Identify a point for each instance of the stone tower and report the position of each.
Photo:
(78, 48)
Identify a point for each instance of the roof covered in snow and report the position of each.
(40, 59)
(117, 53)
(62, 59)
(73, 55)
══════
[YOUR ASSIGNMENT]
Copy out all of the records above with nothing altered.

[THE COMPLETED TASK]
Identify a point for each instance of the stone tower and report the position of each.
Photo:
(78, 48)
Identify a point for each instance of the roof covered in snow and report the position of each.
(40, 59)
(117, 53)
(62, 59)
(73, 55)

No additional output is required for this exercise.